* Task requirements *
In the records that follow, find each line with the word "positive" and copy it.

[Saved data entries]
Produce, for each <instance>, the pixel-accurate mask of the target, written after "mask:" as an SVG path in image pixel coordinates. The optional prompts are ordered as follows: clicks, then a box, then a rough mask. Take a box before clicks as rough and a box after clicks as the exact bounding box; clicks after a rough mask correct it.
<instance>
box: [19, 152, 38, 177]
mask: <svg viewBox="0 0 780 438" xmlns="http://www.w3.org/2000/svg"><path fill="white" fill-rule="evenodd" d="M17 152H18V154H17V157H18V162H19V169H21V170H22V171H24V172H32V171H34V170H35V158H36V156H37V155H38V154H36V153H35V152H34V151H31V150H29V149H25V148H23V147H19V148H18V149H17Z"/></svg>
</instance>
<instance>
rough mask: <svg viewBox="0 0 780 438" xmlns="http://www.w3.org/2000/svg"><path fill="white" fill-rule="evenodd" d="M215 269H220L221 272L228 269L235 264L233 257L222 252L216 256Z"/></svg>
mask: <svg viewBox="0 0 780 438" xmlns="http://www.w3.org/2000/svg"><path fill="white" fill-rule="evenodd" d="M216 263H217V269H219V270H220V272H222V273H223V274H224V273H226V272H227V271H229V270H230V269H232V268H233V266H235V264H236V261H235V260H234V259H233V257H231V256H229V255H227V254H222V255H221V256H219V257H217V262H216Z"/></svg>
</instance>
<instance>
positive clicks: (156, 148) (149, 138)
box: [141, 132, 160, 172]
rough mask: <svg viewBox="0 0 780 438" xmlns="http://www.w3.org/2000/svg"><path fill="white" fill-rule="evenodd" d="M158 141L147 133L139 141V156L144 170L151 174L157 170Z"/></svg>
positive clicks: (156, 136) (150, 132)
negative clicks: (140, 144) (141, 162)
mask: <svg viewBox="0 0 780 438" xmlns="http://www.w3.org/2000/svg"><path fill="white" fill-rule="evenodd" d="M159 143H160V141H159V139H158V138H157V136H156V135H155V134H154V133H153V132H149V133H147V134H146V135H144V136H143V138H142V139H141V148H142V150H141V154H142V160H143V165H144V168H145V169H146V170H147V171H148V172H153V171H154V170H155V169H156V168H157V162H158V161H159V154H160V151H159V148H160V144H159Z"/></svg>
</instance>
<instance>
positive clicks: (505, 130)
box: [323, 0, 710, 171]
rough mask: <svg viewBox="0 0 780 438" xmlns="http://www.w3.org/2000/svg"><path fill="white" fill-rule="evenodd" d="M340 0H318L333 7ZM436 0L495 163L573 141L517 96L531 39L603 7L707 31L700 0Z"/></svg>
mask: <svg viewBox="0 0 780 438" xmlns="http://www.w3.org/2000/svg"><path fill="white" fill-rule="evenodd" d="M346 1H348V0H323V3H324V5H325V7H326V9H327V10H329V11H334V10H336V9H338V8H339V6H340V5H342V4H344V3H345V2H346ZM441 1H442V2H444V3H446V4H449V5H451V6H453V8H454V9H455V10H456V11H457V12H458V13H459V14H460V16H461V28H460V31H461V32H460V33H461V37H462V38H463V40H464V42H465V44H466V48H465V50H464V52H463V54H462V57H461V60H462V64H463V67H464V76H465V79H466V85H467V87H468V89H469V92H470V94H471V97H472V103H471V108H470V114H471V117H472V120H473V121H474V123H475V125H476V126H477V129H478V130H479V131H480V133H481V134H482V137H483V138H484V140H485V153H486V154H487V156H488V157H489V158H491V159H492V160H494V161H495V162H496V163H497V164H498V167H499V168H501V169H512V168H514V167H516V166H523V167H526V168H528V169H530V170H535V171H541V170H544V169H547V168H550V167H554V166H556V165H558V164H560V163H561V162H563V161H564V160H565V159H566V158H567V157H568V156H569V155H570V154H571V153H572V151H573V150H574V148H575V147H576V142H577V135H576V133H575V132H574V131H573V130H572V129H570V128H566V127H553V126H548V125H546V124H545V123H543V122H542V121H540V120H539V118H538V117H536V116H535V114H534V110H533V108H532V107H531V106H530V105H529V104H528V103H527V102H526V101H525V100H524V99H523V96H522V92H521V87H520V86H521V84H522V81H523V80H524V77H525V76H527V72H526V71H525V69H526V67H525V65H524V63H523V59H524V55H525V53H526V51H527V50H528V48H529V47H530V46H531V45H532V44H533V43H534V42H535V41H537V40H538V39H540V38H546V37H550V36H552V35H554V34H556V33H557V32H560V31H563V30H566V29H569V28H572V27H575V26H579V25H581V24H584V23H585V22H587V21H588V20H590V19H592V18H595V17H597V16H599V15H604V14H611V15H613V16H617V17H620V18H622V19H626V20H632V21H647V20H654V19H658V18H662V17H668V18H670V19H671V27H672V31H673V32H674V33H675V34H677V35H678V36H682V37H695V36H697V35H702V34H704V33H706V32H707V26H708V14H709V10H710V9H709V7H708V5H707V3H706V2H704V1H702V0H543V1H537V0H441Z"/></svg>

* Written answer *
positive clicks: (156, 148) (149, 138)
positive clicks: (156, 136) (150, 132)
positive clicks: (505, 130)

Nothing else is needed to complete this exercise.